Page extract —
NEW FILM OPENS AT NEON NEXT WEEKEND
Danish director Susanne Bier seems to be incrementally easing off the dramatic gas with each new release. She began attracting attention in the United States with a strong string of recent films (“After the Wedding,” “Things We Lost in the Fire” and “In a Better World”) that mine deep emotional wounds in her troubled characters. Even with “Love Is All You Need,” an impending wedding triggers the gathering of two fractured and fracturing families. But, deep within of each of these films is a desire to discover or define some element of the self that has, somehow, been left blank or obscured by life and divergent experiences.
Ida (Trine Dyrholm), the mother of the bride (Molly Blixt Egelind) and a very recent cancer survivor, arrives in Italy alone, having recently discovered that her husband has been carrying on an affair during her treatment, but she puts up a brave front for her daughter’s sake. The groom (Sebastian Jessen) seems far too eager to satisfy his repressed workaholic father (Pierce Brosnan), still in mourning and angry over the loss of his wife many years ago. All of which sets the stage for the wounded parents to meet cute and provide some much needed healing for one another.

Saved data entries:
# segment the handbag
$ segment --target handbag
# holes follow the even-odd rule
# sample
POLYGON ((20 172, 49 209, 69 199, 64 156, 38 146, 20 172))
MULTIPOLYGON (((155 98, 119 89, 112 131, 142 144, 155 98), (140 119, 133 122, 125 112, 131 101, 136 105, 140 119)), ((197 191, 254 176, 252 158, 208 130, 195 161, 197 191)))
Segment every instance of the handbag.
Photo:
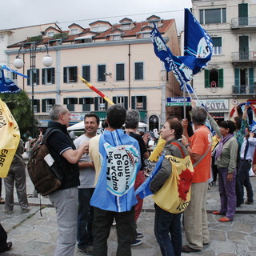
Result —
POLYGON ((153 196, 154 202, 164 210, 180 214, 185 210, 190 201, 190 186, 194 168, 190 155, 185 156, 180 145, 177 146, 183 158, 166 155, 172 166, 172 173, 161 189, 153 196))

Activities —
[1] Retype the passage of the film review starting at "NEW FILM OPENS" and ending at "and divergent experiences.".
[2] Extend the review of the film "Love Is All You Need" by writing what comes after its final sentence.

Responses in order —
[1]
NEW FILM OPENS AT NEON NEXT WEEKEND
Danish director Susanne Bier seems to be incrementally easing off the dramatic gas with each new release. She began attracting attention in the United States with a strong string of recent films (“After the Wedding,” “Things We Lost in the Fire” and “In a Better World”) that mine deep emotional wounds in her troubled characters. Even with “Love Is All You Need,” an impending wedding triggers the gathering of two fractured and fracturing families. But, deep within of each of these films is a desire to discover or define some element of the self that has, somehow, been left blank or obscured by life and divergent experiences.

[2]
The premise certainly sounds sitcom-ish and is filled with all the expected bits of misadventures and misdirection, but Bier’s touch is deft and surprisingly true to something that actually resembles real life.
For film enthusiasts, “Love Is All You Need” recalls, to a certain extent, Joel Schumacher’s 1989 movie, “Cousins,” with Ted Danson and Isabella Rossellini as cousins who meet at a wedding and take a liking to each other after their spouses fall into a delirious affair. “Cousins” is the U.S. remake of the 1975 Jean-Charles Tacchella film “Cousin, Cousine.” The French version plays a bit more high-minded and serious, despite being a comedy at heart, while Schumacher, in a bit of a groove at that point in his career, displayed a lighter, defter touch with the material. “Cousins” trusts us to go along for an amiable ride and fall in love with Danson and Rossellini’s characters as they discover each other.
With “Love,” Bier gets to present an original story, while also offering audiences – especially the subtitle-skeptical ones – a familiar point of reference. Brosnan may no longer be Bond, but he has gracefully aged and moved on with his career. He’s thankfully not singing here, as he did in “Mamma Mia,” and he even gets to play – a bit against type – a hard-driving businessman with nothing else on his mind other than work. Yet, it is painfully obvious that his heart is waiting to rise, phoenix-like, from the ashes.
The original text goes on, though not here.